**The task:**
Reproduce verbatim the rows below from the line with "Exercise. Pick out the front door" to the line with "pixel 1052 329", including both of those lines and nothing else.

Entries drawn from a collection
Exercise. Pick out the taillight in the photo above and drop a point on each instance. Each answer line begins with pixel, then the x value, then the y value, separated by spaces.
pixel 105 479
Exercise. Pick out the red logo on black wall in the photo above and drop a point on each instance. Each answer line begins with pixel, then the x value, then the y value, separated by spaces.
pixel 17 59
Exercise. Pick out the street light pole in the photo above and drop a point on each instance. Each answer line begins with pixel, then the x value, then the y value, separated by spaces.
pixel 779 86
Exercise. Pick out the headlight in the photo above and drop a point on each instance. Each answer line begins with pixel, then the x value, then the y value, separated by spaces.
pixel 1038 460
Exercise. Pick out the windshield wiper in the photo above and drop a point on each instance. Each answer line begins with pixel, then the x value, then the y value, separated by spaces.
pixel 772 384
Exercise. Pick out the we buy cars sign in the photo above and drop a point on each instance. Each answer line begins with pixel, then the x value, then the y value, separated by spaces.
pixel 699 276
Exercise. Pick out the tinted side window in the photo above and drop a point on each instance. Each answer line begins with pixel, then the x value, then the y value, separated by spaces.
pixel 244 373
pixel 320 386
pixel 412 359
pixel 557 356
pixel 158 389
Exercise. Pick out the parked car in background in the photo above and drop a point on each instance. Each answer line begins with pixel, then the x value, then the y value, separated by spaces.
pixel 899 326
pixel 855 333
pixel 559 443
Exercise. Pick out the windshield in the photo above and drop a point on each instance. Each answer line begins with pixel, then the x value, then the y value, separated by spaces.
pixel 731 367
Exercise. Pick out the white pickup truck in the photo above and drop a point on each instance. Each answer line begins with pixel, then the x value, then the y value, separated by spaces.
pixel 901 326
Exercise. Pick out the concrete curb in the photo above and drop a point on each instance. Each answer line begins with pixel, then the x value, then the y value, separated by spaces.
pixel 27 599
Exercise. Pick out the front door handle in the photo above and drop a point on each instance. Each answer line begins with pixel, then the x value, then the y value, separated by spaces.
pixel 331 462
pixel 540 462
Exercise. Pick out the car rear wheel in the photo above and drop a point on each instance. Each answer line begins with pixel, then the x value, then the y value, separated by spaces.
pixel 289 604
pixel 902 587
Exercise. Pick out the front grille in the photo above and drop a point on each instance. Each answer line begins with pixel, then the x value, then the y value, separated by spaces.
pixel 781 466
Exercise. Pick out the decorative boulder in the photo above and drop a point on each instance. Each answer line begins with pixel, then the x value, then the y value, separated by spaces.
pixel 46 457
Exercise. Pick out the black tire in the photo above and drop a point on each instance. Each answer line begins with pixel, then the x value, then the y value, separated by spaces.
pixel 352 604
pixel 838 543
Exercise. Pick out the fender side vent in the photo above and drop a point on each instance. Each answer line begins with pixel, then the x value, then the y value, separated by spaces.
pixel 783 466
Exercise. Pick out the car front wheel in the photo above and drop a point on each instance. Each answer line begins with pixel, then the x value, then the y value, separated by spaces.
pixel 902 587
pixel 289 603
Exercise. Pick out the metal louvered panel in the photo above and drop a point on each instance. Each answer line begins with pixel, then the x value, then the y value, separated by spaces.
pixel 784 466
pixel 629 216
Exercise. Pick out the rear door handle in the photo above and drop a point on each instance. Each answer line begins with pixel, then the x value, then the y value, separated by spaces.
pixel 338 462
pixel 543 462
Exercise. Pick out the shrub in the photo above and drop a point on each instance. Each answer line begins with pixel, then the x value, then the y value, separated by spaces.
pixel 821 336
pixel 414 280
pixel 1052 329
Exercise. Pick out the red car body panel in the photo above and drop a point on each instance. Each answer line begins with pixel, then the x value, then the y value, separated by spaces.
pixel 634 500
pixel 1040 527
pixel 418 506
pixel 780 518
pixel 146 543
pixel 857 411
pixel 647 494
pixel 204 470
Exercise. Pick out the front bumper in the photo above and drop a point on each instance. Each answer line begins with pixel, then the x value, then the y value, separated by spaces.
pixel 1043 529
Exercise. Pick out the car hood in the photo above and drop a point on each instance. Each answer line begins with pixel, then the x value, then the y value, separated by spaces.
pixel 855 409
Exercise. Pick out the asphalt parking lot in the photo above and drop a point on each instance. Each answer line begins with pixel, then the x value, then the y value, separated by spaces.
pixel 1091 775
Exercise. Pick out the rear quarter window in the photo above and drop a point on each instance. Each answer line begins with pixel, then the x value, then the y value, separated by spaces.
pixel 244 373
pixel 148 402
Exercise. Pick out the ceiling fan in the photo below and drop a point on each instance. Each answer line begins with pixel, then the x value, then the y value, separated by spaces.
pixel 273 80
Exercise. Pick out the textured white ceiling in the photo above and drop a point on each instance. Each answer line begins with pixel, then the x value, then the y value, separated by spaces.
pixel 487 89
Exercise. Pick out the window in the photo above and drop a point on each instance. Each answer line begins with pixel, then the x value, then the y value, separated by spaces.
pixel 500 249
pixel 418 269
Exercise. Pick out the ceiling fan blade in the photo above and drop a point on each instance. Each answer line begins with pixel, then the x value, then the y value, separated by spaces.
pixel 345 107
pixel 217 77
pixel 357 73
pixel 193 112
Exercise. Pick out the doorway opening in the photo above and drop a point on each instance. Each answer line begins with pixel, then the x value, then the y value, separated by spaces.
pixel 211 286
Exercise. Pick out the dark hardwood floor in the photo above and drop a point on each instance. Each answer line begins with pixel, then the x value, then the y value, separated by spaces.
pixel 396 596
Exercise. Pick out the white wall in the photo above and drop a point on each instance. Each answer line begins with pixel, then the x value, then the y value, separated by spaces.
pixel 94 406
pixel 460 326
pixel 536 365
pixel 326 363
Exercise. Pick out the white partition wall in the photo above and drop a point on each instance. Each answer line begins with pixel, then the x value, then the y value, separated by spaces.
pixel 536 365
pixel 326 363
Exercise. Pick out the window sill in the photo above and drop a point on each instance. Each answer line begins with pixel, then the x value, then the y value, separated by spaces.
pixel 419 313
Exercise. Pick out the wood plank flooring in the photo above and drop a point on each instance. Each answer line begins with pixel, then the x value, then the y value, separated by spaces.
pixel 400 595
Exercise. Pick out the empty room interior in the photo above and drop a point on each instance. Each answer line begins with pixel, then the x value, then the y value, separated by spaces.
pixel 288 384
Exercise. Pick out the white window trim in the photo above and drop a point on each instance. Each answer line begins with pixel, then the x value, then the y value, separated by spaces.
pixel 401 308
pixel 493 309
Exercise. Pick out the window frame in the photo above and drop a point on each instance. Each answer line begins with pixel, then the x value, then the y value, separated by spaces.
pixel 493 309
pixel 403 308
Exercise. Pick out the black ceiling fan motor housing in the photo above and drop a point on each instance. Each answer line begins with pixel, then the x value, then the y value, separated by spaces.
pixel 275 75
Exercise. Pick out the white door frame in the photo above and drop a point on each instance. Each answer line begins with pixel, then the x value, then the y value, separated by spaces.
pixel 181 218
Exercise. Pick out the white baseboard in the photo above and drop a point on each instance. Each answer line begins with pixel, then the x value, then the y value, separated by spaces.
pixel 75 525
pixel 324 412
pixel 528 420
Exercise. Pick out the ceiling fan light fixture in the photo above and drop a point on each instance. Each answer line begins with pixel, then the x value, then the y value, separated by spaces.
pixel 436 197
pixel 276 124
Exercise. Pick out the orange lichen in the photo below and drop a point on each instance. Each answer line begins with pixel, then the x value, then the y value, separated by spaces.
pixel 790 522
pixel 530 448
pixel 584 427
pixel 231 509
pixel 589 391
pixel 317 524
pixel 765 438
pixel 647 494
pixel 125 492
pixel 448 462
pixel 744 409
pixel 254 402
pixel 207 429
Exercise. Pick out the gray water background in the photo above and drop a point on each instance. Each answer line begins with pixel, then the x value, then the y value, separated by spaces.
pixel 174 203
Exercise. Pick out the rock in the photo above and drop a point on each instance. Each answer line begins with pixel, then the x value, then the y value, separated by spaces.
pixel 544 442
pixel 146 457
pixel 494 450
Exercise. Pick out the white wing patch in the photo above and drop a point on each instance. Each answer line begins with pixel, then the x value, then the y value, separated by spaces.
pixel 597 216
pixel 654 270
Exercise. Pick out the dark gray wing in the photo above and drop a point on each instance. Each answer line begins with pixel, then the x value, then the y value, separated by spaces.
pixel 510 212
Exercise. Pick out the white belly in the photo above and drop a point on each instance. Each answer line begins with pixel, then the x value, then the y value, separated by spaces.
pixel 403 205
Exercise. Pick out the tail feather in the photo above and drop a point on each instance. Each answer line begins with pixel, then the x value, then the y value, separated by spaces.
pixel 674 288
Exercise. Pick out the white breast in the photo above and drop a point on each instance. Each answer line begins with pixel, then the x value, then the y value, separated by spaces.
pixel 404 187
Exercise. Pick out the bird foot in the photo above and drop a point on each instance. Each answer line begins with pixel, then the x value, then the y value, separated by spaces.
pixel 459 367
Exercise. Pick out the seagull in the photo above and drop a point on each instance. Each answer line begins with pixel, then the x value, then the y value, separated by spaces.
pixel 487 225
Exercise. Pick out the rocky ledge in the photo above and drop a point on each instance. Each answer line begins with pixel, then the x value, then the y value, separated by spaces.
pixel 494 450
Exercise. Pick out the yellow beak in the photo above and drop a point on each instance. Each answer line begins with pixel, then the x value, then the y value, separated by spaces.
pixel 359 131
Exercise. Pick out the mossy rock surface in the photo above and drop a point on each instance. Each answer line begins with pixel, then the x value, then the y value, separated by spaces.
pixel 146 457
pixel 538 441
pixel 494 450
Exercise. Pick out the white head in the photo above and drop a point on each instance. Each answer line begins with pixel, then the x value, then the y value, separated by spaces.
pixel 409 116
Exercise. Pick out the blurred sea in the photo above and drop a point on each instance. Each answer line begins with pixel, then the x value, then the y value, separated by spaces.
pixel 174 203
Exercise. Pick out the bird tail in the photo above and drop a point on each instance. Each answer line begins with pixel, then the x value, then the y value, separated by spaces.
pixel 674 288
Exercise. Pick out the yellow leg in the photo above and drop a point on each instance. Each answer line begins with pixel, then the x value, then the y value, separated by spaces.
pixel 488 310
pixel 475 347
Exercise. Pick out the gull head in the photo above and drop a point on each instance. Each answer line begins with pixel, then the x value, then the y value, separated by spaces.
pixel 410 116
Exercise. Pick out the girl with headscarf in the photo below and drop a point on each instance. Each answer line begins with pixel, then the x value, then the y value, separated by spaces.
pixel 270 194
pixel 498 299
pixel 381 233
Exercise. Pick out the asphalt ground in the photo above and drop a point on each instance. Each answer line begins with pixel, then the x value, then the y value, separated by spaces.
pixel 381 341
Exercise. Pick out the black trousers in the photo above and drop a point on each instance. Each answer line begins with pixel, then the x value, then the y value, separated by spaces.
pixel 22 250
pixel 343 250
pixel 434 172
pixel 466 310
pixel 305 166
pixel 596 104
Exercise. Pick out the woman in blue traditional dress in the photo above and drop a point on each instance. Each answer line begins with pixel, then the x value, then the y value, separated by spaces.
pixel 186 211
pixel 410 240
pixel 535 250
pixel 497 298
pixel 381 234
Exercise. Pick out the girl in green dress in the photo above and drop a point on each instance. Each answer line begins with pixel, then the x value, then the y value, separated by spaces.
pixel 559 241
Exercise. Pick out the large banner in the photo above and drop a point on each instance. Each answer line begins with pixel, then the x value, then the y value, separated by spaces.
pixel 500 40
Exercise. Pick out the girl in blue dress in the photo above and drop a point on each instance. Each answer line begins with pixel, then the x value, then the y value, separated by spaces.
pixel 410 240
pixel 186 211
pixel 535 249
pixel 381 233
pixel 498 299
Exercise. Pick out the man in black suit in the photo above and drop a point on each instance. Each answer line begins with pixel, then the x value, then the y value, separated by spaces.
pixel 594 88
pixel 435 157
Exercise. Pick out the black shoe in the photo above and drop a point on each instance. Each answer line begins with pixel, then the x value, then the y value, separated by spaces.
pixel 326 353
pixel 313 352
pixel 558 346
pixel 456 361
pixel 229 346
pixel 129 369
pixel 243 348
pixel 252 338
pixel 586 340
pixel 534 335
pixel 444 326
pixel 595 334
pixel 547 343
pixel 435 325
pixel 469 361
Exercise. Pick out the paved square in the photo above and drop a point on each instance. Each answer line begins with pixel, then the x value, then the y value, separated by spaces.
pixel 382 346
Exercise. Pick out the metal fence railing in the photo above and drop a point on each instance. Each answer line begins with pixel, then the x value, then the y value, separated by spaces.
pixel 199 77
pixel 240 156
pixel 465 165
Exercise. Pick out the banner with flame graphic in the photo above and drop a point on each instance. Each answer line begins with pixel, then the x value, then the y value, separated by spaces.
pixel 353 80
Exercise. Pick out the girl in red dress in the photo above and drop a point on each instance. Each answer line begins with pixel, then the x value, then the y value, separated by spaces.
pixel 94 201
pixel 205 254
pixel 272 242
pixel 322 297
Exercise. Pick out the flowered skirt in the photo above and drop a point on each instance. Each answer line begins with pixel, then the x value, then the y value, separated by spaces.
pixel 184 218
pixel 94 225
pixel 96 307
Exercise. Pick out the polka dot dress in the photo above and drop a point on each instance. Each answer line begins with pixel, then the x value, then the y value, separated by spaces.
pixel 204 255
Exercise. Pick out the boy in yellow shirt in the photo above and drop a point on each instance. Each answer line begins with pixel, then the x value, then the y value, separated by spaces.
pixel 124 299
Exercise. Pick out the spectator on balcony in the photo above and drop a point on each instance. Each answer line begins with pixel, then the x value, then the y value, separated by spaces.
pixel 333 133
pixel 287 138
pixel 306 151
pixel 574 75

**Solution to this exercise:**
Exercise. Pick out the front door handle in the photo above and drop a point on each instance. Each answer line begins with pixel, then the x value, then the y value, separated by spaces.
pixel 331 462
pixel 540 462
Exercise. Pick out the car rear wheel in the photo above and drop a point on each instance. Each answer line begins with pixel, then the x value, then the y value, separated by spaces.
pixel 289 604
pixel 902 587
Exercise. Pick out the front grille in the photo above and drop a point on each instance. Each answer line begins with pixel, then the x value, then the y value, separated by spaces.
pixel 781 466
Exercise. Pick out the decorative boulder in the photo above and drop a point on each instance. Each answer line begins with pixel, then the x value, then the y value, separated by spaces.
pixel 46 457
Exercise. Pick out the black tire in the photo above and drop a point on each instance. Each answer line begins with pixel, then the x value, then the y value, separated by spaces.
pixel 352 604
pixel 838 543
Exercise. Pick out the fender side vent in the photo above and drop a point on each instance. Each answer line begins with pixel, then the x value, then the y value, separated by spaces.
pixel 783 466
Exercise. Pick out the car front wheel in the photo above and drop a point on each instance. Each answer line begins with pixel, then the x value, then the y value, separated by spaces.
pixel 902 587
pixel 289 603
Exercise. Pick out the metal louvered panel in the photo above and drop a point on each instance. Each answer line begins with pixel, then the x value, then the y value, separated by spaces.
pixel 784 466
pixel 629 216
Exercise. Pick out the rear door handle in the photo above and drop a point on each instance. Each answer line begins with pixel, then the x value, then the y value, separated by spaces.
pixel 338 462
pixel 543 462
Exercise. Pick out the shrub in the photo above and drop a point on each instance. Each answer line begins with pixel, then the x value, then the y value, separated by spaces.
pixel 821 336
pixel 414 280
pixel 1052 329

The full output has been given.